Each line below should be restated exactly, with nothing dropped.

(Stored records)
►

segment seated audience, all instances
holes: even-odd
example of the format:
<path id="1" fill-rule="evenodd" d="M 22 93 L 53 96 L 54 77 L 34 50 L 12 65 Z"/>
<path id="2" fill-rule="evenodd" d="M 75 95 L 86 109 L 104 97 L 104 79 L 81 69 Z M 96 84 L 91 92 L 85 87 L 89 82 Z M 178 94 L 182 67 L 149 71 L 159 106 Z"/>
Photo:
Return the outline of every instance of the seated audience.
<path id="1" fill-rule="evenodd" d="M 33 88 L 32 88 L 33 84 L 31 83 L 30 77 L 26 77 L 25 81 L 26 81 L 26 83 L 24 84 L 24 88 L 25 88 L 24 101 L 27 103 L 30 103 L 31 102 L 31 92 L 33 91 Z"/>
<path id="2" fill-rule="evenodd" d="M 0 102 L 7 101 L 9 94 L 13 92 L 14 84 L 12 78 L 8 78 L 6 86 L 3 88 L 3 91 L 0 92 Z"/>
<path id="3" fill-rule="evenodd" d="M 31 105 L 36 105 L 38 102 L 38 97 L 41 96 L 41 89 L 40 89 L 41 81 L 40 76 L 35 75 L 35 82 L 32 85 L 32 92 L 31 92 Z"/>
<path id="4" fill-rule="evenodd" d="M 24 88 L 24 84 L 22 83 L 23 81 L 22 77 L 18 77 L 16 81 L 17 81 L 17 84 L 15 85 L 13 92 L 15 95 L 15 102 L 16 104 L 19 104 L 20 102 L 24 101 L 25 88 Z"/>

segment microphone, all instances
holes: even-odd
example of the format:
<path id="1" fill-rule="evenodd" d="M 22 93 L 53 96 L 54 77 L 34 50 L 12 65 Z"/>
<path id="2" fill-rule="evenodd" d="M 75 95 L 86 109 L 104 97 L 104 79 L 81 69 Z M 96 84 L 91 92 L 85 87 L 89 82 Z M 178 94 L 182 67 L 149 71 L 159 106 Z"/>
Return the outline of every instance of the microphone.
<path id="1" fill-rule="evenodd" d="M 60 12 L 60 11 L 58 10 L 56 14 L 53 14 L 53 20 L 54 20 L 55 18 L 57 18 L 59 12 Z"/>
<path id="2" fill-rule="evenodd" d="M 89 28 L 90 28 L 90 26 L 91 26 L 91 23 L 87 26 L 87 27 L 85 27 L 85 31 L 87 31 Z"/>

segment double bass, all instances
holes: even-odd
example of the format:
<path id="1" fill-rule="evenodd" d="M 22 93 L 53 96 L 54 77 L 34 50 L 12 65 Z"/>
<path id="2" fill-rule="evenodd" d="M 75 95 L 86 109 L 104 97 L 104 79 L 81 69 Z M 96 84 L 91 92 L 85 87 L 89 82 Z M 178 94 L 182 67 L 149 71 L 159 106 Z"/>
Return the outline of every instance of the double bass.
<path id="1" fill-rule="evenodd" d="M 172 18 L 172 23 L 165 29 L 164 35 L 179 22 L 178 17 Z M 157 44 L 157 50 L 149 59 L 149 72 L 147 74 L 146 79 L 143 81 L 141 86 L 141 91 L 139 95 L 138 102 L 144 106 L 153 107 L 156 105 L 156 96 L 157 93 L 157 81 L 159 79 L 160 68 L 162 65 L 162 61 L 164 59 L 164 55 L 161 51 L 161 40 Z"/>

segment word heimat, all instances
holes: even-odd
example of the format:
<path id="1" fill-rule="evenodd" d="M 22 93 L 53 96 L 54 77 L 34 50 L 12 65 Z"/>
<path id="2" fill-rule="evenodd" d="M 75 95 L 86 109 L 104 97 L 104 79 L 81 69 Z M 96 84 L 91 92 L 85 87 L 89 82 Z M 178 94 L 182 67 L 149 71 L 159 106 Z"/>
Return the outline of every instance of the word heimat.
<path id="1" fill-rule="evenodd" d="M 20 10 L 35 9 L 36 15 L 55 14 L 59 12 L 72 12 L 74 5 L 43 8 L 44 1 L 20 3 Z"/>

◄

> [Answer for this exercise]:
segment seated audience, all instances
holes: even-odd
example of the format:
<path id="1" fill-rule="evenodd" d="M 22 93 L 53 96 L 54 77 L 34 50 L 12 65 Z"/>
<path id="2" fill-rule="evenodd" d="M 75 95 L 86 109 L 104 97 L 104 79 L 81 69 Z M 96 84 L 91 92 L 85 87 L 89 82 Z M 178 94 L 182 67 L 149 71 L 159 106 Z"/>
Photo:
Return the outline of every instance of the seated audience.
<path id="1" fill-rule="evenodd" d="M 33 88 L 32 88 L 33 84 L 31 83 L 30 77 L 26 77 L 25 81 L 26 81 L 26 83 L 24 84 L 24 88 L 25 88 L 24 101 L 27 103 L 30 103 L 31 102 L 31 92 L 33 91 Z"/>
<path id="2" fill-rule="evenodd" d="M 0 102 L 7 101 L 9 94 L 13 92 L 14 84 L 12 78 L 8 78 L 6 86 L 3 88 L 3 91 L 0 92 Z"/>
<path id="3" fill-rule="evenodd" d="M 31 105 L 36 105 L 38 102 L 38 97 L 41 96 L 41 89 L 40 89 L 41 81 L 40 76 L 35 75 L 35 82 L 32 85 L 32 92 L 31 92 Z"/>
<path id="4" fill-rule="evenodd" d="M 24 88 L 24 84 L 22 83 L 23 81 L 22 77 L 18 77 L 16 81 L 17 81 L 17 84 L 15 85 L 13 92 L 15 95 L 15 102 L 16 104 L 19 104 L 20 102 L 24 101 L 25 88 Z"/>

segment microphone, all instances
holes: even-odd
example of the format:
<path id="1" fill-rule="evenodd" d="M 22 93 L 53 96 L 54 77 L 34 50 L 12 65 Z"/>
<path id="2" fill-rule="evenodd" d="M 75 95 L 86 109 L 104 97 L 104 79 L 81 69 Z M 96 84 L 91 92 L 85 87 L 89 82 Z M 178 94 L 182 67 L 149 71 L 159 106 Z"/>
Return the outline of every instance of the microphone.
<path id="1" fill-rule="evenodd" d="M 60 12 L 60 11 L 58 10 L 56 14 L 53 14 L 53 20 L 54 20 L 55 18 L 57 18 L 59 12 Z"/>
<path id="2" fill-rule="evenodd" d="M 89 28 L 90 28 L 90 26 L 91 26 L 91 23 L 87 26 L 87 27 L 85 27 L 85 31 L 87 31 Z"/>

segment double bass, all instances
holes: even-odd
example of the format:
<path id="1" fill-rule="evenodd" d="M 22 93 L 53 96 L 54 77 L 34 50 L 12 65 Z"/>
<path id="2" fill-rule="evenodd" d="M 75 95 L 86 109 L 104 97 L 104 79 L 81 69 Z M 96 84 L 91 92 L 85 87 L 89 82 Z M 178 94 L 182 67 L 149 71 L 159 106 Z"/>
Return the outline of every instance of the double bass.
<path id="1" fill-rule="evenodd" d="M 172 18 L 172 23 L 165 29 L 164 35 L 179 22 L 178 17 Z M 157 44 L 157 50 L 149 59 L 149 72 L 147 74 L 146 79 L 143 81 L 141 86 L 141 91 L 139 95 L 138 102 L 144 106 L 153 107 L 156 105 L 156 96 L 157 93 L 157 81 L 159 79 L 160 68 L 162 65 L 162 61 L 164 59 L 164 55 L 161 51 L 161 40 Z"/>

segment word heimat, all instances
holes: even-odd
example of the format:
<path id="1" fill-rule="evenodd" d="M 22 93 L 53 96 L 54 77 L 34 50 L 12 65 Z"/>
<path id="2" fill-rule="evenodd" d="M 75 95 L 86 109 L 104 97 L 104 79 L 81 69 Z M 96 84 L 91 92 L 85 87 L 89 82 Z M 178 94 L 182 67 L 149 71 L 159 106 Z"/>
Return the outline of every instance of the word heimat.
<path id="1" fill-rule="evenodd" d="M 20 10 L 35 9 L 36 15 L 55 14 L 59 12 L 72 12 L 74 5 L 43 8 L 44 1 L 20 3 Z"/>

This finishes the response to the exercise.